» Problem: Render all of the data below as a numbered list, with one line per item and no blank lines.
# Records start
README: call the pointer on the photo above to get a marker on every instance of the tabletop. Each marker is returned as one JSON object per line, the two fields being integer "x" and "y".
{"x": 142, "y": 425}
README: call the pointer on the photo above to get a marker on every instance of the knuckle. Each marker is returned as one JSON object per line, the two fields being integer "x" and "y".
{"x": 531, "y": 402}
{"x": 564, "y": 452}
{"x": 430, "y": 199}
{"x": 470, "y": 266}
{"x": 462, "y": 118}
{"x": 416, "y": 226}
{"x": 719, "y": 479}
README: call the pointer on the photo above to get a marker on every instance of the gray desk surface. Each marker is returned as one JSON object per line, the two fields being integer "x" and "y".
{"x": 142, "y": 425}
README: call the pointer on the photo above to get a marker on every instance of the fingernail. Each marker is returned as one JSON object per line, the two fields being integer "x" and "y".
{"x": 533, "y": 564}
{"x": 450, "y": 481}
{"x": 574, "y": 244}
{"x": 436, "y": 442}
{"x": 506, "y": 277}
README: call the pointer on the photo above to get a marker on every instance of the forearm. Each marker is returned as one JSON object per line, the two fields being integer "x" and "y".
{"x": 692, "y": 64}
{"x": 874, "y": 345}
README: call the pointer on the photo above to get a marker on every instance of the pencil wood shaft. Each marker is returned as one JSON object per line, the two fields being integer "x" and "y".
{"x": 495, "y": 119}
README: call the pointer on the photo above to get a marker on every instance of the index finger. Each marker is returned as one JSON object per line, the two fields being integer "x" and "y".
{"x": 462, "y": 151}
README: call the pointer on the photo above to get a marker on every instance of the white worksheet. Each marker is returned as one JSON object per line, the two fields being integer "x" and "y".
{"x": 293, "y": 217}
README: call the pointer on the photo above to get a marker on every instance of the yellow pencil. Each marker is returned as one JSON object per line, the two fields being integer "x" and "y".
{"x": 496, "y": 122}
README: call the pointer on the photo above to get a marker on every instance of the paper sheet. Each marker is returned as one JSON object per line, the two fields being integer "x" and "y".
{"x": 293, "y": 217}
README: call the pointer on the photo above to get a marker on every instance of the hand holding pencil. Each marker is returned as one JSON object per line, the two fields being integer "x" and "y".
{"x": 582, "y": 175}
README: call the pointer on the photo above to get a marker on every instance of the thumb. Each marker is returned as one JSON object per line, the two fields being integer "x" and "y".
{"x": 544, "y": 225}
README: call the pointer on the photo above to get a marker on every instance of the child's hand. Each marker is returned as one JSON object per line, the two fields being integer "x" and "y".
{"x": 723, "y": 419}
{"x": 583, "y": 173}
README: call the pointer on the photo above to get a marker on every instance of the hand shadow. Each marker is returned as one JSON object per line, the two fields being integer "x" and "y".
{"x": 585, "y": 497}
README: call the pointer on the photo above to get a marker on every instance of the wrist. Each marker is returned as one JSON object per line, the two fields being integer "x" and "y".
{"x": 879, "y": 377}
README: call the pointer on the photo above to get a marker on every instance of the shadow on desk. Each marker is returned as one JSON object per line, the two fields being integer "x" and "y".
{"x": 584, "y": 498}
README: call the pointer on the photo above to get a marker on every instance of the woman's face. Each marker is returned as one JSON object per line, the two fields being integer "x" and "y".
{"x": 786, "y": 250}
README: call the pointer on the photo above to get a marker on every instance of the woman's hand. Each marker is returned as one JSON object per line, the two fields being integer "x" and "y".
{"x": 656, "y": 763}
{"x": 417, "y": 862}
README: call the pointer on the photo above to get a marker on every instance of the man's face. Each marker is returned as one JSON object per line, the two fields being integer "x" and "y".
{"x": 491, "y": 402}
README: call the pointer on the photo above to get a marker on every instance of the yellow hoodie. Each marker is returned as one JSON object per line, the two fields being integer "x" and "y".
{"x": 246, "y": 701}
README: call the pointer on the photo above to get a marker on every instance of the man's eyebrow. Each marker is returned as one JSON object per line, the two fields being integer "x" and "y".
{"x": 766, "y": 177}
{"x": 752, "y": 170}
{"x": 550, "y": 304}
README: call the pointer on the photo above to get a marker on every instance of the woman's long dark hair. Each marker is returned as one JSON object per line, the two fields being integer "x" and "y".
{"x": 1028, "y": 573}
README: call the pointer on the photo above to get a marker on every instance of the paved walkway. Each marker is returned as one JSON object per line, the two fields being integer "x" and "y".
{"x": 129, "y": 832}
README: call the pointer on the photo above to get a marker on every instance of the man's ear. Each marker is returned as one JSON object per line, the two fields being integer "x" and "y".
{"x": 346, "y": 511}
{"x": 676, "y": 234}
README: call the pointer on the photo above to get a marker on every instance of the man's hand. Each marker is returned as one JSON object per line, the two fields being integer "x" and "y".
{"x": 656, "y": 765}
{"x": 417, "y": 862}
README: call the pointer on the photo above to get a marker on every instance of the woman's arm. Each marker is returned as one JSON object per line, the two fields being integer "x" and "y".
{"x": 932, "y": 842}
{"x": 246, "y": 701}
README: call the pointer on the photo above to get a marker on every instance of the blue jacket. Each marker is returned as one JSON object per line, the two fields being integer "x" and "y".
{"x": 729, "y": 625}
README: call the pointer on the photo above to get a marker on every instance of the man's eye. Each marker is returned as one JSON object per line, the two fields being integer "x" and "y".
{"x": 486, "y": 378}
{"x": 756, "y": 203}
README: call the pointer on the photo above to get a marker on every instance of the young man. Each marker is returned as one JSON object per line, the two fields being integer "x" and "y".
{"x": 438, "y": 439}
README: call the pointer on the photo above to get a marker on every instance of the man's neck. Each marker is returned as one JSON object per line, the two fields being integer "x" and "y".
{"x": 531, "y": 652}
# Records end
» Output of the exercise:
1. README: call the pointer on the photo above to get a marker on every instance of the tabletop. Each marker is returned as one JSON object per line, the two fields being integer "x" and "y".
2. {"x": 142, "y": 425}
3. README: call the pointer on the photo above to get a marker on every instance of the knuckle. Each marker is returned as one JSON object per line, the two fields being integer "x" and "y".
4. {"x": 531, "y": 402}
5. {"x": 564, "y": 452}
6. {"x": 430, "y": 199}
7. {"x": 470, "y": 266}
8. {"x": 462, "y": 118}
9. {"x": 416, "y": 226}
10. {"x": 719, "y": 479}
11. README: call the pointer on the photo above to get a marker on every instance of the gray desk surface. Each marker is returned as one JSON object per line, the two fields being integer "x" and "y".
12. {"x": 142, "y": 425}
13. README: call the pointer on the photo above to get a marker on every instance of the fingernail. Each marker is returned as one JSON object per line, the two fields being integer "x" and "y".
14. {"x": 533, "y": 564}
15. {"x": 450, "y": 481}
16. {"x": 574, "y": 244}
17. {"x": 436, "y": 442}
18. {"x": 506, "y": 277}
19. README: call the pointer on the photo above to get a marker on every instance of the forearm. Each marker is returned as one JSON object per line, the two fields being integer "x" and "y".
20. {"x": 692, "y": 64}
21. {"x": 874, "y": 345}
22. README: call the pointer on the photo above to get a marker on every instance of the pencil wood shaft. Each marker is returned as one JSON object per line, the two fields being integer "x" and "y".
23. {"x": 495, "y": 119}
24. README: call the pointer on the photo above to get a marker on every instance of the index finger. Each marker is returned as one JSON object per line, the two fields being integer "x" and "y".
25. {"x": 462, "y": 151}
26. README: call the pointer on the photo above to get a marker on every instance of the white worksheet. Each marker is returned as one JSON object per line, the two fields being integer "x" and "y".
27. {"x": 293, "y": 217}
28. README: call the pointer on the photo above to get a marker on every instance of the yellow pencil. Each marker is returned as one JSON object per line, the two fields being integer "x" and "y".
29. {"x": 496, "y": 122}
30. README: call the pointer on the photo above to get a marker on every instance of the paper sheet. Each marker is returned as one JSON object per line, the two fields being integer "x" and "y".
31. {"x": 293, "y": 217}
32. README: call the pointer on the photo above to get a marker on every instance of the hand holding pencil. Each marker is returned as one JSON object per line, the two fields being integer "x" and "y".
33. {"x": 582, "y": 175}
34. README: call the pointer on the photo above to get a marker on every instance of the thumb. Each marker is returned as one JSON object per line, the two fields being integer "x" and "y".
35. {"x": 544, "y": 225}
36. README: call the pointer on the photo above to get a marker on every instance of the child's hand. Each marker is returned as one JSON object per line, the two fields being integer "x" and "y".
37. {"x": 723, "y": 419}
38. {"x": 583, "y": 173}
39. README: call the pointer on the photo above to get a marker on every instance of the hand shadow. Each marker is returned as one JSON object per line, the two fields being integer "x" and "y".
40. {"x": 585, "y": 497}
41. README: call the pointer on the photo above to get a marker on every instance of the wrist. Each marker is returned as one JSON object per line, the two fields being integer "x" and "y".
42. {"x": 879, "y": 377}
43. README: call the pointer on the photo above to get a marker on every instance of the shadow on desk. Each marker is returned as one JSON object per line, the two fields being integer "x" and "y".
44. {"x": 584, "y": 498}
45. README: call the pointer on the photo above to get a marker on every instance of the woman's face. Each marker is returned as one JSON object per line, the two fields being integer "x" and "y".
46. {"x": 786, "y": 250}
47. README: call the pointer on the photo above to get a marker on every instance of the woman's hand. Each marker is returned as one JSON object per line, the two fields being integer "x" and "y".
48. {"x": 656, "y": 763}
49. {"x": 417, "y": 862}
50. README: call the pointer on the photo above to get a marker on every instance of the man's face. Each marker is returned as one JSON object per line, the two fields being integer "x" and "y".
51. {"x": 491, "y": 402}
52. README: call the pointer on the photo above to get a marker on every instance of the yellow hoodie. Each marker is returned as one JSON object per line, the two fields being integer "x" and "y".
53. {"x": 246, "y": 701}
54. README: call the pointer on the photo above to get a marker on every instance of the man's eyebrow. Each marker is returned as one JSON object per line, the two fields being integer "x" and "y".
55. {"x": 766, "y": 177}
56. {"x": 752, "y": 170}
57. {"x": 550, "y": 304}
58. README: call the pointer on the photo above to get a marker on every instance of the woman's long dark hair. Each marker is returned as one JSON object per line, the two fields being integer "x" and "y".
59. {"x": 1028, "y": 573}
60. README: call the pointer on the photo above to get a marker on every instance of the paved walkway. Each marker is returned as one JSON object per line, the two fields being integer "x" and "y".
61. {"x": 129, "y": 832}
62. README: call the pointer on the photo above to get a marker on every instance of the man's ear. Each marker is returned as one JSON object per line, the two fields being integer "x" and "y".
63. {"x": 346, "y": 511}
64. {"x": 676, "y": 234}
65. README: call the pointer on the photo above to get a marker on every instance of the man's hand. Each marker is returned as one JSON object per line, the two fields being integer "x" and "y".
66. {"x": 656, "y": 765}
67. {"x": 417, "y": 862}
68. README: call the pointer on the photo above to get a marker on every instance of the woman's arm. Each marker is returned as one JSON object per line, the two fields being integer "x" and "y".
69. {"x": 932, "y": 842}
70. {"x": 246, "y": 701}
71. README: call the pointer on the photo above to get a marker on every instance of the blue jacket. Each marker is returned as one JSON object per line, the two fields being integer "x" and "y".
72. {"x": 729, "y": 625}
73. README: call the pointer on the photo above to get a marker on every instance of the man's eye. Each marker is returned as one JSON object per line, the two fields being integer "x" and "y".
74. {"x": 486, "y": 378}
75. {"x": 756, "y": 203}
76. README: call the pointer on the photo above to get a marker on every instance of the young man. Each marker is returned as one JSON object per line, the two fields being integer "x" and "y".
77. {"x": 438, "y": 439}
78. README: call the pointer on the photo above to get a marker on every instance of the man's neck. Each marker is returned as one JSON object per line, the two fields being integer "x" and "y".
79. {"x": 531, "y": 652}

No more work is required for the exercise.